- [CONSIGNE]:
Renvoie chaque ligne des enregistrements ci-dessous qui contient le mot « blue ». La casse compte.

- [ENREGISTREMENTS BRUTS]:
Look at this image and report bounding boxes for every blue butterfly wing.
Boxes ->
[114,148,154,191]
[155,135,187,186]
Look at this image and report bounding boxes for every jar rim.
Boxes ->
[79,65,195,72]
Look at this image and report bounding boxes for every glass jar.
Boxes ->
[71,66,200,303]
--
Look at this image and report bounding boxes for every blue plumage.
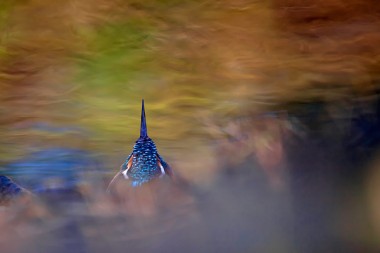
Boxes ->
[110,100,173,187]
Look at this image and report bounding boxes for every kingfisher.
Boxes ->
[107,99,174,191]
* * *
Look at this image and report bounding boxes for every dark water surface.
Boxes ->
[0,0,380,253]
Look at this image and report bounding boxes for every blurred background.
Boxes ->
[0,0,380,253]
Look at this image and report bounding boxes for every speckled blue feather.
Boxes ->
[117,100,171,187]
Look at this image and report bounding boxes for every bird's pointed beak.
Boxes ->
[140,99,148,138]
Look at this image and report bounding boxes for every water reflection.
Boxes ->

- [EXERCICE CORRIGÉ]:
Look at this image and report bounding boxes for every blue butterfly wing.
Look at this image and report bounding boxes for every blue plumage.
Look at this image and report bounding boxes for every speckled blue feather.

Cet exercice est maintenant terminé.